Exercise details: Give an exact transcription of every line, dropping the images.
─── Records provided
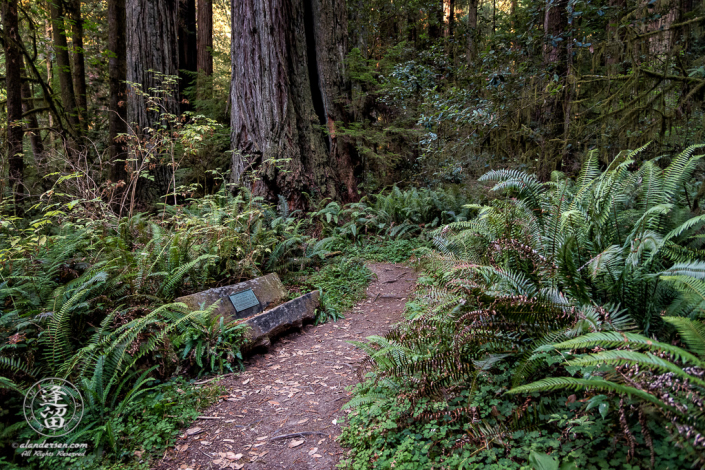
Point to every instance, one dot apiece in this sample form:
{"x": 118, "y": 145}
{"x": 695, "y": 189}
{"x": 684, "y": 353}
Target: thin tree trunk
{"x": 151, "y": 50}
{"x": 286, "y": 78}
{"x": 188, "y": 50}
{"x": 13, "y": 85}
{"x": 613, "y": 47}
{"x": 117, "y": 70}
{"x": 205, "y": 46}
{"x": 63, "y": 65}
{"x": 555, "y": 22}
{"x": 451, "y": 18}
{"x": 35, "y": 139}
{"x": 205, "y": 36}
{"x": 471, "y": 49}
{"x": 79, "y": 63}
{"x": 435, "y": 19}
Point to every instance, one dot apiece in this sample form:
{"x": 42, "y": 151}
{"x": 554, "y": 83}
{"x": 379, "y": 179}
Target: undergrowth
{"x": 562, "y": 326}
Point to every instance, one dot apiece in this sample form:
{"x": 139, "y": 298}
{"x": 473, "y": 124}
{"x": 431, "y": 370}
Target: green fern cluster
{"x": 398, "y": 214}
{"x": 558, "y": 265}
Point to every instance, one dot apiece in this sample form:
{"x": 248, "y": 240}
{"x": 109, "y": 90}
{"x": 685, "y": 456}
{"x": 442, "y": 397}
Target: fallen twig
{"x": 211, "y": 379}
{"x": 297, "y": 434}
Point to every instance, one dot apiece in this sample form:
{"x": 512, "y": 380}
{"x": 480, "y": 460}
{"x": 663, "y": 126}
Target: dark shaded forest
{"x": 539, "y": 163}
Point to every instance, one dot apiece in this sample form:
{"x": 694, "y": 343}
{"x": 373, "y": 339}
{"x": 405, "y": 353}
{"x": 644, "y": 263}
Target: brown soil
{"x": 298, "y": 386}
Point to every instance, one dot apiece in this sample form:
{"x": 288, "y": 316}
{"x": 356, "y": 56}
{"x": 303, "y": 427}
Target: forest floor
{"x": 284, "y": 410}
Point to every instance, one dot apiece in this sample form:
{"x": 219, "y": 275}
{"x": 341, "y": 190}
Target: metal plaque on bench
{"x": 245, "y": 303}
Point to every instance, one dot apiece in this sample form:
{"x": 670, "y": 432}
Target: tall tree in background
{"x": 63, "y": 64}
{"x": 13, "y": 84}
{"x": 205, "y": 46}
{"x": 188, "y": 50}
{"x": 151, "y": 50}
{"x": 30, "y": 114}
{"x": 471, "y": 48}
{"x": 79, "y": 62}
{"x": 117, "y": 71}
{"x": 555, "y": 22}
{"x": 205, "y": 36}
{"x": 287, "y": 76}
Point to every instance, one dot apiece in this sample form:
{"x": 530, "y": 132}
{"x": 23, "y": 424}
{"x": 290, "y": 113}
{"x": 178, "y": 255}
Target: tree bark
──────
Written answer:
Point to every instance, one dot apiece in this sample form:
{"x": 118, "y": 145}
{"x": 695, "y": 189}
{"x": 684, "y": 353}
Target: thin tree trunk
{"x": 151, "y": 50}
{"x": 286, "y": 78}
{"x": 188, "y": 50}
{"x": 13, "y": 85}
{"x": 613, "y": 47}
{"x": 117, "y": 70}
{"x": 205, "y": 46}
{"x": 63, "y": 65}
{"x": 555, "y": 22}
{"x": 451, "y": 18}
{"x": 35, "y": 139}
{"x": 205, "y": 36}
{"x": 471, "y": 49}
{"x": 79, "y": 63}
{"x": 435, "y": 19}
Point to every instance, one dot apiece in this sample form:
{"x": 42, "y": 151}
{"x": 554, "y": 83}
{"x": 379, "y": 179}
Target: undergrowth
{"x": 562, "y": 326}
Point to every instance, one dot apiece in this sample form:
{"x": 139, "y": 298}
{"x": 473, "y": 124}
{"x": 431, "y": 370}
Target: green fern cluster
{"x": 398, "y": 214}
{"x": 558, "y": 265}
Point to every instance, one dot apiece in this sample form:
{"x": 248, "y": 240}
{"x": 109, "y": 90}
{"x": 685, "y": 456}
{"x": 442, "y": 397}
Target: fallen twig
{"x": 211, "y": 379}
{"x": 297, "y": 434}
Point to every instance, one dot apiece in this sample form:
{"x": 512, "y": 380}
{"x": 480, "y": 460}
{"x": 663, "y": 126}
Target: dark shaded forest
{"x": 539, "y": 163}
Point to every instance, one dot apiece in this sample form:
{"x": 694, "y": 343}
{"x": 373, "y": 339}
{"x": 405, "y": 353}
{"x": 644, "y": 263}
Target: brown soil
{"x": 298, "y": 386}
Point to every instance, one dot apiece in this sample form:
{"x": 288, "y": 316}
{"x": 356, "y": 56}
{"x": 303, "y": 427}
Target: forest floor
{"x": 284, "y": 410}
Point to every instance, one dot apiece in this sample form:
{"x": 219, "y": 275}
{"x": 341, "y": 190}
Target: metal plaque on bench
{"x": 245, "y": 303}
Point to every instance, one dot apiece in this sample form:
{"x": 670, "y": 432}
Target: tall tree in background
{"x": 63, "y": 64}
{"x": 13, "y": 84}
{"x": 205, "y": 46}
{"x": 188, "y": 50}
{"x": 151, "y": 50}
{"x": 30, "y": 114}
{"x": 471, "y": 48}
{"x": 79, "y": 62}
{"x": 117, "y": 71}
{"x": 555, "y": 22}
{"x": 205, "y": 36}
{"x": 287, "y": 76}
Point to every instance, one dot apiece in this sample form:
{"x": 530, "y": 132}
{"x": 23, "y": 424}
{"x": 290, "y": 113}
{"x": 178, "y": 255}
Target: tree bark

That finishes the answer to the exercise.